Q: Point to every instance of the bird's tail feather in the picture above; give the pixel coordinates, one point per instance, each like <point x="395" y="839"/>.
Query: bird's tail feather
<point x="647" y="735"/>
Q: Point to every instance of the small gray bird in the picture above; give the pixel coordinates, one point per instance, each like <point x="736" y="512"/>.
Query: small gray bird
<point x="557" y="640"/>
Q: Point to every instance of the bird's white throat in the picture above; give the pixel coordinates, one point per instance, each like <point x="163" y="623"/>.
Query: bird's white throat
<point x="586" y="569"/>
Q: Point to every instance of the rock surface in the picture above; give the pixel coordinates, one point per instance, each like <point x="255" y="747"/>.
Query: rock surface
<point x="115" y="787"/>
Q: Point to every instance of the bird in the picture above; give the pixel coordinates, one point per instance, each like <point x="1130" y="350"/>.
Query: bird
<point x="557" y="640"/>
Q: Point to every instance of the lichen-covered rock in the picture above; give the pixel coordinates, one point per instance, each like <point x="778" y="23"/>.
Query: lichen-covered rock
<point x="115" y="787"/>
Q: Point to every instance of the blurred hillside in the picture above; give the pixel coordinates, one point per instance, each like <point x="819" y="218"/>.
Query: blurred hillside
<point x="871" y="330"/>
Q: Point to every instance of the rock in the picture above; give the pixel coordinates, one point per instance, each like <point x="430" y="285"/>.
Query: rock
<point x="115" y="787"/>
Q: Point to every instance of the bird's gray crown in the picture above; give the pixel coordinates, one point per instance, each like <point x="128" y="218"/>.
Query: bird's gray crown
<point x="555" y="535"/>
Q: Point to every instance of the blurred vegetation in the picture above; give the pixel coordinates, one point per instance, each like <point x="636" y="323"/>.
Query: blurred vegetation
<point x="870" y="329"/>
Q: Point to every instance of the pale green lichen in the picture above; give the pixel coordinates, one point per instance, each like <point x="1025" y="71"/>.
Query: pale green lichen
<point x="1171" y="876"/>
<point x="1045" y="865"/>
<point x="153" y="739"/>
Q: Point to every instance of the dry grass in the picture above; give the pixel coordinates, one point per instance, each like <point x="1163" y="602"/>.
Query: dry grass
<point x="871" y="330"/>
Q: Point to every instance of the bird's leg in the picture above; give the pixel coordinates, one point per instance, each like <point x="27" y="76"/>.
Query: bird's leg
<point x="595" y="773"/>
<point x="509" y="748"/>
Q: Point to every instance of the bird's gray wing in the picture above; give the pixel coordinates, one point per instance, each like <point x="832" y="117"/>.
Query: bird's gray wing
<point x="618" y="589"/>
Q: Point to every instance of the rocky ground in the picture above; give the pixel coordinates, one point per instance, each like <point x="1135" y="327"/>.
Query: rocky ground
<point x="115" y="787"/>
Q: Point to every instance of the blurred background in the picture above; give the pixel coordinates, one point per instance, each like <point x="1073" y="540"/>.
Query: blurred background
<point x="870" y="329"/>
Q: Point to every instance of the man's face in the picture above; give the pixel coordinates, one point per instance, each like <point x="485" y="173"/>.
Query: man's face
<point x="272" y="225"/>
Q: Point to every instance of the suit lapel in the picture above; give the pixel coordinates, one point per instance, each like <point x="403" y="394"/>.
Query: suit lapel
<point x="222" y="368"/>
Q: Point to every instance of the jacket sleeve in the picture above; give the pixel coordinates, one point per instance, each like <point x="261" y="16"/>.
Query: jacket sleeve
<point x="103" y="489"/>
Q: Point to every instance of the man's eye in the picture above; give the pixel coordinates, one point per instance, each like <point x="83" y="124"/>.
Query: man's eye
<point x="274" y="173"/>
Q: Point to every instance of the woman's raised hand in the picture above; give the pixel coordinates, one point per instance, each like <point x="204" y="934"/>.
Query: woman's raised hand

======

The exercise - Turn the lines above, starting at the one containing "Q: Point to every instance of the man's eye" and ending at the last line of the items, into a Markdown table with columns Row and Line. Leave out blank lines.

Written reply -
| Row | Line |
|---|---|
| 1 | Q: Point to every instance of the man's eye in the picture above; give the pixel coordinates, one point per instance, each like <point x="83" y="124"/>. |
| 2 | Query: man's eye |
| 3 | <point x="274" y="173"/> |
| 4 | Q: Point to every instance of the woman's raised hand in the picture above; give the pixel coordinates, one point per instance, each like <point x="204" y="934"/>. |
| 5 | Query: woman's raised hand |